** start of INPUT MATERIAL **

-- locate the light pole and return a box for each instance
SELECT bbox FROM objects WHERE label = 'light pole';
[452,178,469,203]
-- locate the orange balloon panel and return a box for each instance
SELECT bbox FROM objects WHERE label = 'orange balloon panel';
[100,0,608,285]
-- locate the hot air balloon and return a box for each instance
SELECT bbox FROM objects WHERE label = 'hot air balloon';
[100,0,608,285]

** end of INPUT MATERIAL **

__YOUR TASK__: Can you reproduce every line of the records, requests included, with each bounding-box coordinate in the answers multiplied by 1.35 and rounded to a whole number, halves rounding up?

__OUTPUT FOR THIS TASK__:
-- locate the light pole and return a box for each instance
SELECT bbox FROM objects WHERE label = 'light pole';
[610,240,633,274]
-- locate the orange balloon panel and return a box for each instance
SELECT bbox FROM objects WHERE label = 'orange balloon panel';
[135,0,821,385]
-- locate the hot air balloon and return a box for each instance
SELECT bbox FROM objects WHERE label = 'hot air balloon';
[135,0,821,385]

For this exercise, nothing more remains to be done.